[[ RECORDS SUPPLIED, beginning ]]

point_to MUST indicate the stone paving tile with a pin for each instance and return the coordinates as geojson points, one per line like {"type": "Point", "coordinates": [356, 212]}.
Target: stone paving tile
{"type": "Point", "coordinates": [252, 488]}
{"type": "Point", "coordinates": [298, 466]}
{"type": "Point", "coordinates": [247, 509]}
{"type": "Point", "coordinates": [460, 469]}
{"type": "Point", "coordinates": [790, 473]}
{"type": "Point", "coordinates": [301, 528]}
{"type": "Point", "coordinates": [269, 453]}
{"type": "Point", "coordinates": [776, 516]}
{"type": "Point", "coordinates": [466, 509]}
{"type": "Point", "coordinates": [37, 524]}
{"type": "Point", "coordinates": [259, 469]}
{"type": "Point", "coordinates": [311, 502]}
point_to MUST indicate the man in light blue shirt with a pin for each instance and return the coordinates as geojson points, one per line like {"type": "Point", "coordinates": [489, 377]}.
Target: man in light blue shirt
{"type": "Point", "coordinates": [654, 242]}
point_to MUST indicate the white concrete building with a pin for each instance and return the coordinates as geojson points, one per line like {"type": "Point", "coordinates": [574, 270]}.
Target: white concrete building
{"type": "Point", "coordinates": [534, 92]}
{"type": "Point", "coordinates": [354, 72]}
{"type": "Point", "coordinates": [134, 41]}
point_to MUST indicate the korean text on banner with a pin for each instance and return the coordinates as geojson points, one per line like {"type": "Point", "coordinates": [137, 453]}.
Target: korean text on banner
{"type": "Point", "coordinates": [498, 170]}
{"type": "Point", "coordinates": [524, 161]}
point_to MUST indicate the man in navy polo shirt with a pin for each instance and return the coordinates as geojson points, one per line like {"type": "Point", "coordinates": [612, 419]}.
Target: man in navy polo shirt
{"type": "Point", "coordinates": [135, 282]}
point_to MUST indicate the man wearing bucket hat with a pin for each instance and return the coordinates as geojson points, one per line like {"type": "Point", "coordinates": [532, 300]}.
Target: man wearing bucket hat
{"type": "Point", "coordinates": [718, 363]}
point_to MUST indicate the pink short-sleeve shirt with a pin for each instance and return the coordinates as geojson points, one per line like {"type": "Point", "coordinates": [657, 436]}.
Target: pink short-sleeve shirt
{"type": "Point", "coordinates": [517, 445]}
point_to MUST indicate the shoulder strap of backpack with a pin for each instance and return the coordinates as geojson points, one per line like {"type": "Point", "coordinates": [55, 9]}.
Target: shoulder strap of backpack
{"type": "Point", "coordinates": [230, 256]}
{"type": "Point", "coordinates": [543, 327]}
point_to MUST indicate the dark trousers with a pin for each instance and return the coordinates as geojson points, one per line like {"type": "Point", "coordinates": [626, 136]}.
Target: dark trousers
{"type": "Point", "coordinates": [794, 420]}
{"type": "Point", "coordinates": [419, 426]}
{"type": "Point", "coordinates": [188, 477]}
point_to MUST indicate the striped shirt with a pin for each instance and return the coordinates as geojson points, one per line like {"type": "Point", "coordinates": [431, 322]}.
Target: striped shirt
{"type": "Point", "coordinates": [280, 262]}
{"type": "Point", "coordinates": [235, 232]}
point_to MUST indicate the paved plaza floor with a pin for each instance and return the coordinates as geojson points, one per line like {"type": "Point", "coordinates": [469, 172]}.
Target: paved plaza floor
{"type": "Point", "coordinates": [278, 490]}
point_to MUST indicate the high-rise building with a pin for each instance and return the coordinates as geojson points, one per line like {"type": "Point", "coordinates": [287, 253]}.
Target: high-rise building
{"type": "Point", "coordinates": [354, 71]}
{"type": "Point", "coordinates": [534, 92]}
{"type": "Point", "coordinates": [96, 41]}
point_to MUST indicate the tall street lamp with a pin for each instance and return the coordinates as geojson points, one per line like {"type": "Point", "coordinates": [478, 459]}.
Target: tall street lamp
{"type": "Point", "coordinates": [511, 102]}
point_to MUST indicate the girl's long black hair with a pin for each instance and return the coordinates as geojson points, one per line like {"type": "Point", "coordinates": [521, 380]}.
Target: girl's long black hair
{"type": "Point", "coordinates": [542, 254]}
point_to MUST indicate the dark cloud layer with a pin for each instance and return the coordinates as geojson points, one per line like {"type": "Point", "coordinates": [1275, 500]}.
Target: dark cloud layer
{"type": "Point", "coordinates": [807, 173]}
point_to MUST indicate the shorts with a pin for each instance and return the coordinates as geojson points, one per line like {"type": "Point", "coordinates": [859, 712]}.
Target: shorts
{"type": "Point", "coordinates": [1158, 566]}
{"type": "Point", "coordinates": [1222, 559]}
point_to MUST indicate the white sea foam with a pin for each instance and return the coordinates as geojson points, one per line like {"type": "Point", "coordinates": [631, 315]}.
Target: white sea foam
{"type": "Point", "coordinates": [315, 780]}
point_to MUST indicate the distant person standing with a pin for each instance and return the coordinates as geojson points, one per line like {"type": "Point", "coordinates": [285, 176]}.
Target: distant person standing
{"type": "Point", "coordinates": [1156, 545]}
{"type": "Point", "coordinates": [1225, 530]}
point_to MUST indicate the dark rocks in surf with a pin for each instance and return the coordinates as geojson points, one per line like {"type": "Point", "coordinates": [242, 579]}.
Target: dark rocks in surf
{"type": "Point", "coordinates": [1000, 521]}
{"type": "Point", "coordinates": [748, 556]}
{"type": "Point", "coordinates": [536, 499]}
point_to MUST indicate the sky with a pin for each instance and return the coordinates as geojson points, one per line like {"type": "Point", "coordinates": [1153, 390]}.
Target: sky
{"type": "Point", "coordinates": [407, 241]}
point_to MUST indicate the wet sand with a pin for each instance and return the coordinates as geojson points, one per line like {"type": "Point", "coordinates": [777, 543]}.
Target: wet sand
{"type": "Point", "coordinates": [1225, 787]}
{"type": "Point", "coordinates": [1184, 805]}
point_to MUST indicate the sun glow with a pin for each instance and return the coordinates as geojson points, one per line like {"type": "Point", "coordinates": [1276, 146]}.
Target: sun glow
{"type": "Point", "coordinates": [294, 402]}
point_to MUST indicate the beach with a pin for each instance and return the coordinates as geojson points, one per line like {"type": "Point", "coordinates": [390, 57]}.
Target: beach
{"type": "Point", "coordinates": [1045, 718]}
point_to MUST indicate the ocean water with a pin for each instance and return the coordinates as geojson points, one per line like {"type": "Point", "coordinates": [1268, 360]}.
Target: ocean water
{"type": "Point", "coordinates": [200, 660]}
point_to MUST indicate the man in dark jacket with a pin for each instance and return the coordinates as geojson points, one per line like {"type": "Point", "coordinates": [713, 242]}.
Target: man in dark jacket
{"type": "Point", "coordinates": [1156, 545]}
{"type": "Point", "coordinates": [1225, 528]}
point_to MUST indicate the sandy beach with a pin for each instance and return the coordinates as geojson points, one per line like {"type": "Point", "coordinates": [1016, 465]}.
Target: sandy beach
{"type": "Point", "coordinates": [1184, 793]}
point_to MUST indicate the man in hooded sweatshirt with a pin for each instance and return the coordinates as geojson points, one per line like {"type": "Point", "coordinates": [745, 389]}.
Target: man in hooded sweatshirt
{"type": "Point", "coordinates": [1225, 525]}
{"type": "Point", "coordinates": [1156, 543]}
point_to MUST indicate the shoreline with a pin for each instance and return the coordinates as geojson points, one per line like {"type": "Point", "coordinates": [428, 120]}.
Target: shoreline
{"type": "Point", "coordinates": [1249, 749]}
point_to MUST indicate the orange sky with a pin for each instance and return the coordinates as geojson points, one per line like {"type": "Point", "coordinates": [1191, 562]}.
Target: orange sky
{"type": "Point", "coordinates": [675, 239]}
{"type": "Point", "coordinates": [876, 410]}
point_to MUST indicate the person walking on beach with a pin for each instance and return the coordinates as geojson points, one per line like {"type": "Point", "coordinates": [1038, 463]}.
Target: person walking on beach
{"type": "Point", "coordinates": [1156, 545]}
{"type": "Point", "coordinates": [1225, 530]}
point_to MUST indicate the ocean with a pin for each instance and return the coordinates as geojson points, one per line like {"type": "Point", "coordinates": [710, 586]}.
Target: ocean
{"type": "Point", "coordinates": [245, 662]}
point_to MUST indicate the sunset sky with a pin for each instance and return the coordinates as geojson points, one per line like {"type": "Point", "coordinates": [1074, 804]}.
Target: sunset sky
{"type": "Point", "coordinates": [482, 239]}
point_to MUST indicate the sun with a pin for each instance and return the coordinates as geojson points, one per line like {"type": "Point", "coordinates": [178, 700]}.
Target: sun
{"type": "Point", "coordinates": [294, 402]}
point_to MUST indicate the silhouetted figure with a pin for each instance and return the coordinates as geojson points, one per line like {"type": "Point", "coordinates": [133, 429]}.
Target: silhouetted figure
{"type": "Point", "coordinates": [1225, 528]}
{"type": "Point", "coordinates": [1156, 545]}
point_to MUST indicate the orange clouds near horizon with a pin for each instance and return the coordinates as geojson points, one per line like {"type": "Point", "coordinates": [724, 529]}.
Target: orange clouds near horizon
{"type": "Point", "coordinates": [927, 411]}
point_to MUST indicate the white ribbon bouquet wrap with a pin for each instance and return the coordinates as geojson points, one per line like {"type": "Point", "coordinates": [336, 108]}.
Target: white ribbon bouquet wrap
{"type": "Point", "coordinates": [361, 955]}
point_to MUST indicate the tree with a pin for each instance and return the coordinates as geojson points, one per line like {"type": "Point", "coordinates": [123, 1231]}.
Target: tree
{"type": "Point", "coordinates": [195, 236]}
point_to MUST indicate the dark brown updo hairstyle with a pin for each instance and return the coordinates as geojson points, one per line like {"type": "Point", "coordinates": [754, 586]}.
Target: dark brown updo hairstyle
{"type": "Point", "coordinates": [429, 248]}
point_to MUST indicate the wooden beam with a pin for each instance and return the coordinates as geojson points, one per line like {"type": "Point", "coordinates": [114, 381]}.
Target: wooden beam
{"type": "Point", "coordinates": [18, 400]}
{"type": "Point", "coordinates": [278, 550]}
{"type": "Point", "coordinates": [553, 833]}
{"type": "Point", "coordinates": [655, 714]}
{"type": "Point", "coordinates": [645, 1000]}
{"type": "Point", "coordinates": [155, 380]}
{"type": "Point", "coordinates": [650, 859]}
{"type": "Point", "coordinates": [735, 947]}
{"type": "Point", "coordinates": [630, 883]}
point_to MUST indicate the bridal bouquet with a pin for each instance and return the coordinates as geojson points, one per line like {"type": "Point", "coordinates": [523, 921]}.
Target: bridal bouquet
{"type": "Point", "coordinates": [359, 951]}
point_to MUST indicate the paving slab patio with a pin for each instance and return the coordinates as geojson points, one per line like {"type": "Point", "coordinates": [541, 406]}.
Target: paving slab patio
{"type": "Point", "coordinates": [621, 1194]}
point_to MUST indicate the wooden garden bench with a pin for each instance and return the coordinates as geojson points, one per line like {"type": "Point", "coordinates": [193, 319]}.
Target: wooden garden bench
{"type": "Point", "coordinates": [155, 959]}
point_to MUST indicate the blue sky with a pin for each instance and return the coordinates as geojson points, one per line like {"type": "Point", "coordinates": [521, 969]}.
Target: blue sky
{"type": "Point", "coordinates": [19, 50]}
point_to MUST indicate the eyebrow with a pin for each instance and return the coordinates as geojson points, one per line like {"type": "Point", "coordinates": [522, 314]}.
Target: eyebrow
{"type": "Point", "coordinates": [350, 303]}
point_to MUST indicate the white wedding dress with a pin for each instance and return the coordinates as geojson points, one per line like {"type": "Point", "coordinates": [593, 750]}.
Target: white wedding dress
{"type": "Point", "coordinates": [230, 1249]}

[[ RECORDS SUPPLIED, end ]]

- _WHAT THE TASK REQUIRES_
Print exactly the lines from the beginning of the entries through the line with "point_to MUST indicate the man in light". Output nothing more.

- _REPLY TO THE TASK_
point_to MUST indicate the stone paving tile with a pin for each instance and return the coordinates as geojson points, one per line like {"type": "Point", "coordinates": [356, 212]}.
Target: stone paving tile
{"type": "Point", "coordinates": [252, 488]}
{"type": "Point", "coordinates": [298, 466]}
{"type": "Point", "coordinates": [247, 509]}
{"type": "Point", "coordinates": [460, 469]}
{"type": "Point", "coordinates": [790, 473]}
{"type": "Point", "coordinates": [301, 528]}
{"type": "Point", "coordinates": [269, 453]}
{"type": "Point", "coordinates": [776, 516]}
{"type": "Point", "coordinates": [466, 509]}
{"type": "Point", "coordinates": [37, 524]}
{"type": "Point", "coordinates": [259, 469]}
{"type": "Point", "coordinates": [311, 502]}
point_to MUST indicate the man in light blue shirt with a pin for each instance and return the coordinates as geojson points, one per line like {"type": "Point", "coordinates": [489, 377]}.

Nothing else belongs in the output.